# START OF SELECTED TEXT
I am sorry. She is now at peace and out of pain. She will be missed here on the forum.


----------



## mizbeth (May 24, 2009)

I am so very sorry to hear this.

Bless you!


----------



## Jill (May 24, 2009)

Our thoughts and prayers are with you and your family!


----------



## barnbum (May 24, 2009)

I'm so sorry.




May the Lord bring comfort to her family. Peace and comfort.


----------



## MeadowRidge Farm (May 24, 2009)

I am so sorry. Our condolences go out to her family, and prayers will be with them.

Corinne


----------



## MiLo Minis (May 24, 2009)

My sympathy for your family. She will be missed here.


----------



## carlenehorse (May 24, 2009)

I am so sorry for your loss. You and your family are in my thoughts and prayers.

Carlene


----------



## Belinda (May 24, 2009)

My thoughts and prayers are with you and your family .


----------



## ontherisefarm (May 24, 2009)

There are no words......We offer condolences to her friends and family. She will be missed....


----------



## Barbie (May 24, 2009)

My thoughts and prayers are with you and your family at this very sad time. God Bless!!!

Barbie


----------



## Genie (May 24, 2009)

Our deepest sympathy to the family.


----------



## Birchcrestminis (May 24, 2009)

God bless Linda's family, we are so sorry.


----------



## Connie P (May 24, 2009)

I am SO very sorry. My Sincerest Condolences to her family.


----------



## targetsmom (May 24, 2009)

My thoughts and prayers go out to Linda's entire family. I am so sorry.

Mary


----------



## minie812 (May 24, 2009)

Many prayers to her friends & family


----------



## SampleMM (May 24, 2009)

I am so sorry. Heartfelt sympathies to your whole family.


----------



## eagles ring farm (May 24, 2009)

I'm so sorry my condolences to you and your family


----------



## Irish Hills Farm (May 24, 2009)

My thoughts and prayers are with you and your family.


----------



## Leeana (May 24, 2009)

You are all in my thoughts and prayers, Leeana.


----------



## Lucky-C-Acres-Minis (May 24, 2009)

I'm so sorry




Our thoughts and prayers are going out to you, her family and friends..


----------



## justanothercowgirl (May 24, 2009)

I am so sorry for your loss. I hope you can find peace in the days ahead. I am going to miss my dear friend, it will never be the same with her not at the NY shows and especially at Nationals with Fred.

Pam


----------



## rockin r (May 24, 2009)

Art and I are deeply sadden by this. Our condolences to you..and the family...Art and Theresa


----------



## Southern_Heart (May 24, 2009)

I am so sorry. Our deepest sympathy to the family

Joyce


----------



## Minimor (May 24, 2009)

My condolences to her family; I am so sorry.
# END OF SELECTED TEXT
# START OF SUPPLIED MATERIAL
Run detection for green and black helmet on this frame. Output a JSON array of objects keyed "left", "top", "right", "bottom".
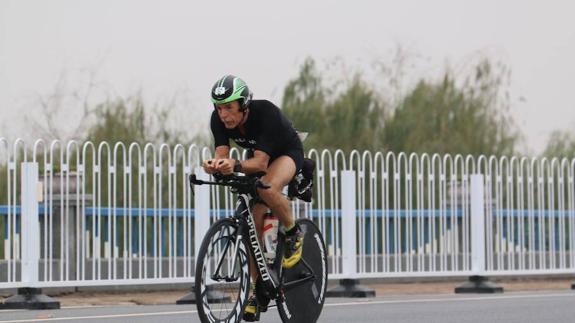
[{"left": 212, "top": 75, "right": 252, "bottom": 111}]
# END OF SUPPLIED MATERIAL
> **THINGS TO DO**
1. Answer these questions using the forum thread.
(a) Whose family does Birchcrestminis ask God to bless?
(b) At which events does justanothercowgirl say it will never be the same without her friend?
(c) Which two names sign the post from rockin r?
2. Sum up the forum thread in two sentences.
3. Reproduce everything in the forum thread from "## carlenehorse (May" down to "Belinda (May 24, 2009)".

> **RESPONSES IN ORDER**
1.
(a) Linda's family.
(b) The NY shows, and especially Nationals with Fred.
(c) Art and Theresa.

2. On May 24, 2009, forum members posted messages of sympathy, thoughts and prayers for the family of Linda, who they said would be missed on the forum. One poster, Pam, wrote that she would miss her dear friend and that it would never be the same without her at the NY shows and especially at Nationals with Fred.

3.
## carlenehorse (May 24, 2009)

I am so sorry for your loss. You and your family are in my thoughts and prayers.

Carlene


----------



## Belinda (May 24, 2009)